Text segment:

• • •

Bridget Algee-Hewitt

Bridget Algee-Hewitt
PhD Biological Anthropology, University of Tennessee – Knoxville
MA Classical and Near Eastern Archaeology, Bryn Mawr College
BA Classics and Art History, Mount Allison University
Senior Associate Director of the Research Institute

A computational biologist and anthropologist with a commitment to advancing social justice and redefining expectations for human rights policy and practice, Dr. Bridget Algee-Hewitt studies how biology and culture intersect along the lines of personal and group identities, with implications for law, medicine, and technology. Marrying data science, with applied community-based research, she brings interdisciplinary scholarship and social justice advocacy to issues of race and identity across the sciences, humanities, and arts. 

Centering the experiences, perspectives, and needs of the people she serves, Dr. Algee-Hewitt works to expose latent social injustices, disrupt the systems of structural violence, and redress the disparities that together actively marginalize, oppress, and harm the underserved and vulnerable members of local and global groups. As a leader in DEI programming across academic, business and tech sectors, she leverages her deep subject matter knowledge in anti-oppressive praxis and responsible innovation strategies to shape her inclusive and accessible approaches to research, teaching, and mentorship.

• • •

Dataset entries:
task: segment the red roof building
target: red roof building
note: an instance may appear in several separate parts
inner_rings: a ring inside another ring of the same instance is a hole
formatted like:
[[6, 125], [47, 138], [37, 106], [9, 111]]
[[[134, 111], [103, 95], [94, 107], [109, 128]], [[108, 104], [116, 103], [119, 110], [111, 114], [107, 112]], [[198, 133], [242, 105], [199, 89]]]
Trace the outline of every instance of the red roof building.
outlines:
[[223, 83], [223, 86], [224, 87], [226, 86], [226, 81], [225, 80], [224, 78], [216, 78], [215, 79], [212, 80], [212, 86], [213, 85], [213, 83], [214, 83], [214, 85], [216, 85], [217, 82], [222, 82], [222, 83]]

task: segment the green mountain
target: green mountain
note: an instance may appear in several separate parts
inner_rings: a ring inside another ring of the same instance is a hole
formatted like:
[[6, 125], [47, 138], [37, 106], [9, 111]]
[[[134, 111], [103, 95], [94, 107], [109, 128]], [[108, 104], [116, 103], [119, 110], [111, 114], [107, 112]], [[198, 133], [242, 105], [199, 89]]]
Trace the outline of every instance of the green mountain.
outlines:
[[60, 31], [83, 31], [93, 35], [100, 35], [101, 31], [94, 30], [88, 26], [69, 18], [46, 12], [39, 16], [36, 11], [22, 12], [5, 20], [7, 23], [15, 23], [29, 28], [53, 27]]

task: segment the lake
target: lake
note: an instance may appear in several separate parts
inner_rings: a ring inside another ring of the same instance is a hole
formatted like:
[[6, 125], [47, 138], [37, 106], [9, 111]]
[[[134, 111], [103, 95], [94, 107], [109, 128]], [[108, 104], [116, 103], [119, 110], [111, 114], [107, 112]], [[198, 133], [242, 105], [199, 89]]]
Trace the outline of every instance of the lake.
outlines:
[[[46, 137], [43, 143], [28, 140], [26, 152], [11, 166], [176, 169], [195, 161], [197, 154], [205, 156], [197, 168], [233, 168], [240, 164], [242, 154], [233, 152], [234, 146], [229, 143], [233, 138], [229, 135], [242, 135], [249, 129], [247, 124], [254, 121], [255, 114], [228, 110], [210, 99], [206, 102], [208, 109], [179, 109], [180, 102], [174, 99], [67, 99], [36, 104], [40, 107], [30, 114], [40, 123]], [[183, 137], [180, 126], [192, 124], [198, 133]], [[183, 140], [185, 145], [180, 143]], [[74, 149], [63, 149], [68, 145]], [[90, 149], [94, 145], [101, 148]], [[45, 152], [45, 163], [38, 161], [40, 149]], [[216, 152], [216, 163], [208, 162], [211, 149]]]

• • •

Assignment: Retype the profile of Bridget Algee-Hewitt in full, word for word. The entries have nothing to do with the text.

Output below:
Bridget Algee-Hewitt

Bridget Algee-Hewitt
PhD Biological Anthropology, University of Tennessee – Knoxville
MA Classical and Near Eastern Archaeology, Bryn Mawr College
BA Classics and Art History, Mount Allison University
Senior Associate Director of the Research Institute

A computational biologist and anthropologist with a commitment to advancing social justice and redefining expectations for human rights policy and practice, Dr. Bridget Algee-Hewitt studies how biology and culture intersect along the lines of personal and group identities, with implications for law, medicine, and technology. Marrying data science, with applied community-based research, she brings interdisciplinary scholarship and social justice advocacy to issues of race and identity across the sciences, humanities, and arts. 

Centering the experiences, perspectives, and needs of the people she serves, Dr. Algee-Hewitt works to expose latent social injustices, disrupt the systems of structural violence, and redress the disparities that together actively marginalize, oppress, and harm the underserved and vulnerable members of local and global groups. As a leader in DEI programming across academic, business and tech sectors, she leverages her deep subject matter knowledge in anti-oppressive praxis and responsible innovation strategies to shape her inclusive and accessible approaches to research, teaching, and mentorship.